> Problem: Could the data below be copied out in full, word for word?

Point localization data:
*-*-*
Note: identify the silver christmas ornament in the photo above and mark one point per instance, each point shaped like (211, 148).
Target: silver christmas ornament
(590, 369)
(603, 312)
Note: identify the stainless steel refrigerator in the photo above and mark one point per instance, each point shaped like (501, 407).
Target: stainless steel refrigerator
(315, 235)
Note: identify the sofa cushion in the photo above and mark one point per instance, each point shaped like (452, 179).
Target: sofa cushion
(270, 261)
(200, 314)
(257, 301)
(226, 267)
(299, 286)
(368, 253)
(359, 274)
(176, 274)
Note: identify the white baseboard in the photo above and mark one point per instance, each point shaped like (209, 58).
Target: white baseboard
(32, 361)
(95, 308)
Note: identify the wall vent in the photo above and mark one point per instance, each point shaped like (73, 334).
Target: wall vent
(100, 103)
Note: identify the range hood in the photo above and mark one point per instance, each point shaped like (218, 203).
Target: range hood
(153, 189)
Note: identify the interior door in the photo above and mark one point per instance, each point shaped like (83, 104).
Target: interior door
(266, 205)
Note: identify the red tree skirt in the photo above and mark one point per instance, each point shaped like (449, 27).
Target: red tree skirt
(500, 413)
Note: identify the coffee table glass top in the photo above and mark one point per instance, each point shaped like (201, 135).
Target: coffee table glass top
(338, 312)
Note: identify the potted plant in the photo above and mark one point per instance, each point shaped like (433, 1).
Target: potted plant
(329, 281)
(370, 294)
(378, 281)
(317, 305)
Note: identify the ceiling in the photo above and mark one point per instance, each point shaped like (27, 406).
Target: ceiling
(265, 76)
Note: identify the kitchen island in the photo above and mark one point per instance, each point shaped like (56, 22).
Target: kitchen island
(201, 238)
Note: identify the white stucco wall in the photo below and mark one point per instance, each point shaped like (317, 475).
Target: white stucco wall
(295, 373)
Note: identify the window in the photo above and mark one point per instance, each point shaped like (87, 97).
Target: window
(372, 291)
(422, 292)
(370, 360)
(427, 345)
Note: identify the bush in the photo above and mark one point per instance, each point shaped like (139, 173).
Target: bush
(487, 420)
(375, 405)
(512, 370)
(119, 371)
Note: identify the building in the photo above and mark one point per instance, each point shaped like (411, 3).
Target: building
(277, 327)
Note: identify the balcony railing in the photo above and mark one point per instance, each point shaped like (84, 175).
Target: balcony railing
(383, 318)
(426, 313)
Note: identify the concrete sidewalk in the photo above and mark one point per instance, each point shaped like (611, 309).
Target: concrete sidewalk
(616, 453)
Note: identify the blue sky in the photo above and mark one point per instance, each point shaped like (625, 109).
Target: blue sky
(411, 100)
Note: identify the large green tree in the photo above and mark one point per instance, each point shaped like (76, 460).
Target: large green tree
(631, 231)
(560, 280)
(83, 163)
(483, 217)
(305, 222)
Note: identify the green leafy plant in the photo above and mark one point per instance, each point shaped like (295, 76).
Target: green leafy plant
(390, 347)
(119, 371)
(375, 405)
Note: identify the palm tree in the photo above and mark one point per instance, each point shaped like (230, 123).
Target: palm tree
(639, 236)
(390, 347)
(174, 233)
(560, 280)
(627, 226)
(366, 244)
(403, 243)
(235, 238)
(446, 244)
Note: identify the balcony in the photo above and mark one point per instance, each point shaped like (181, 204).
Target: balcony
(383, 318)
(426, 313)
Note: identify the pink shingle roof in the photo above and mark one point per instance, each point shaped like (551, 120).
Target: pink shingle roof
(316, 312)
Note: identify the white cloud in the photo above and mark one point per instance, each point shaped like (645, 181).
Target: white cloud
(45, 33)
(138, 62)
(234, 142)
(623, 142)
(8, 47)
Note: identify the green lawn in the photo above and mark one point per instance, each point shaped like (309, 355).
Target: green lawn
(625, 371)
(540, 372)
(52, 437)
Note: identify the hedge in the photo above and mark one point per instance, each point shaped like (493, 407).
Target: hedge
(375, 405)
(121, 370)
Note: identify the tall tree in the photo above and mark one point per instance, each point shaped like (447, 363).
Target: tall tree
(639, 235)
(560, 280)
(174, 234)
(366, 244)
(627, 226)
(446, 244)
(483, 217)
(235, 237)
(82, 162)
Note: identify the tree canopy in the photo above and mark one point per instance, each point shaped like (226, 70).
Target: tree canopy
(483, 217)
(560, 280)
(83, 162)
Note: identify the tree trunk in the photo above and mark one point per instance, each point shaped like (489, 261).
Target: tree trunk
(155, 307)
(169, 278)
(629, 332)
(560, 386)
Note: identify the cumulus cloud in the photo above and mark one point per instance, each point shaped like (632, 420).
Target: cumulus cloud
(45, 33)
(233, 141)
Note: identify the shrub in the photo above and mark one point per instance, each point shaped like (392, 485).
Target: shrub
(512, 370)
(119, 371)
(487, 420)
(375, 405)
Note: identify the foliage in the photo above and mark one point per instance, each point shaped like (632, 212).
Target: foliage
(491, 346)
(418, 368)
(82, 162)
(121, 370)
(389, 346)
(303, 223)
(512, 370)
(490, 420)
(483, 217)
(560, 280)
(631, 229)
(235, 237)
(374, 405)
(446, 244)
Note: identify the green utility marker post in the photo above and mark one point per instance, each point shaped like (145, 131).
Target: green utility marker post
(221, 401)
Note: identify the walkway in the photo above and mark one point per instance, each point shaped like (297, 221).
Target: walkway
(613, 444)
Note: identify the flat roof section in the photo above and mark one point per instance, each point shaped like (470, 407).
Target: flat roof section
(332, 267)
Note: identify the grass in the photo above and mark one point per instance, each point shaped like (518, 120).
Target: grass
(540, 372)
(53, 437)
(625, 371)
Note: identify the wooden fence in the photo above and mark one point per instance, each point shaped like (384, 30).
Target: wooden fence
*-*-*
> Answer to the problem:
Note: identify the silver christmas ornament in the photo above and mark one point per instance, each point shaped like (211, 148).
Target: silver christmas ornament
(590, 369)
(603, 312)
Note: identify the stainless steel refrigerator in the photo above and mark one point per instance, each point shaped like (501, 407).
Target: stainless steel refrigerator
(315, 235)
Note: identify the sofa cushion in the photo above and mark one point per instance, each point shaped like (452, 179).
Target: sofa cushion
(270, 261)
(200, 314)
(257, 301)
(226, 267)
(299, 286)
(368, 253)
(359, 274)
(176, 274)
Note: identify the white baseboard in the photo above and mark one point per instance, each point shaped like (209, 58).
Target: white baseboard
(32, 361)
(95, 308)
Note: identify the wall vent in the photo above and mark one point per instance, each point shaped like (73, 334).
Target: wall vent
(100, 103)
Note: identify the range hood in the photo above and mark one point per instance, each point shaped like (218, 203).
Target: range hood
(153, 189)
Note: identify the interior door in the photo above and mark one point per instance, each point shaped like (83, 104).
Target: interior door
(266, 205)
Note: identify the red tree skirt in the photo above and mark one point per instance, each point shaped like (449, 27).
Target: red tree skirt
(500, 413)
Note: identify the coffee table glass top in the photo above and mark one point per instance, each point shaped like (201, 135).
Target: coffee table glass top
(338, 312)
Note: identify the potted plant in the photo above and mark one point per instance, each point shaped like (433, 1).
Target: potted plant
(329, 281)
(370, 294)
(378, 281)
(317, 305)
Note: identify the ceiling in the photo above and mark one point per instance, each point shaped like (27, 406).
Target: ceiling
(265, 76)
Note: identify the kitchen island in the photo above and mark one point per instance, each point shaped like (56, 22).
Target: kitchen island
(201, 238)
Note: identify the white stucco wall in the photo below and mark one point per instance, each point shaped like (317, 475).
Target: white stucco wall
(295, 373)
Note: identify the window in the photo above and mark one point per instance, each point shaped like (87, 97).
Target: window
(372, 291)
(422, 292)
(370, 360)
(427, 345)
Note: identify the bush in the photo above and mark one point per instance, each point shaped like (139, 173).
Target: bush
(487, 420)
(375, 405)
(512, 370)
(119, 371)
Note: identify the building in the photo above and mark one point per instance, each point shaped like (411, 3).
Target: building
(277, 327)
Note: identify the balcony railing in the photo above and mark one point per instance, each point shaped like (84, 175).
Target: balcony railing
(383, 318)
(426, 313)
Note: identify the concrete sidewalk in the photo above and mark one point per instance, each point shaped like (611, 309).
Target: concrete sidewalk
(616, 453)
Note: identify the blue sky in the photo above and mark one point per instance, each point shaped like (625, 109).
Target: blue sky
(411, 100)
Note: identify the large green tree in the photo above and mark one point per instance, each point shaped like (76, 460).
Target: large green tree
(631, 231)
(560, 280)
(83, 163)
(483, 217)
(305, 222)
Note: identify the green leafy plant in the photo above and mark one point per instance, each point shaped like (295, 76).
Target: green leafy plant
(390, 347)
(119, 371)
(375, 405)
Note: identify the palm tree in the photo above and mark one point per instance, each point shaped like (230, 123).
Target: palm tree
(639, 236)
(390, 347)
(174, 233)
(560, 280)
(627, 226)
(366, 244)
(403, 243)
(235, 238)
(446, 244)
Note: identify the balcony in the photo above and mark one point per instance, each point shaped like (181, 204).
Target: balcony
(383, 318)
(426, 313)
Note: identify the pink shingle roof in the photo above and mark one point per instance, each point shaped like (551, 120).
Target: pink shingle roof
(316, 312)
Note: identify the white cloud in the photo above and mark one point per instance, each point shaped like (645, 181).
Target: white cloud
(45, 33)
(138, 62)
(234, 142)
(623, 142)
(8, 47)
Note: identify the green lawn in the photo above and mark one point per instance, each point shaped like (309, 355).
Target: green lawn
(625, 371)
(540, 372)
(52, 437)
Note: identify the hedge in the photo above and mark one point per instance, each point shaped like (493, 407).
Target: hedge
(375, 405)
(121, 370)
Note: identify the tall tree in the photo above and mark one point per instance, each point shaped like (447, 363).
Target: tall tree
(639, 235)
(560, 280)
(174, 234)
(366, 244)
(627, 226)
(446, 244)
(483, 217)
(235, 237)
(82, 162)
Note: identify the tree canopy in the photo above and mark one point per instance, each point shaped like (226, 70).
Target: tree canopy
(483, 217)
(560, 280)
(83, 162)
Note: identify the tree trunk in the photo above and mark one point per instance, each point shaped like (489, 261).
Target: tree trunk
(155, 307)
(169, 278)
(629, 332)
(560, 386)
Note: identify the cumulus cloud in the photo above and mark one point per instance, each point shaped like (632, 420).
Target: cumulus cloud
(45, 33)
(233, 141)
Note: identify the shrub in the photo above and mark one point per instance, each point shaped like (392, 485).
Target: shrub
(512, 370)
(119, 371)
(487, 420)
(375, 405)
Note: identify the foliage in the photo above and mark one point per instance, each point shaped like (632, 212).
Target: foliage
(491, 346)
(418, 368)
(82, 162)
(121, 370)
(389, 346)
(303, 223)
(512, 370)
(490, 420)
(483, 217)
(560, 280)
(631, 229)
(235, 237)
(374, 405)
(446, 244)
Note: identify the green utility marker post in the photo above and mark one point per instance, each point shaped like (145, 131).
Target: green utility marker post
(221, 401)
Note: identify the walkway in the photo above and mark one point per instance, each point shaped like (297, 221).
Target: walkway
(613, 444)
Note: identify the flat roof section in the photo above and mark one point per instance, each point shaped like (470, 407).
Target: flat roof section
(332, 267)
Note: identify the grass in the photo above and mark one point per instance, each point shaped like (518, 120).
Target: grass
(540, 372)
(53, 437)
(625, 371)
Note: identify the wooden fence in the photo above and mark one point per instance, each point shaped like (384, 30).
Target: wooden fence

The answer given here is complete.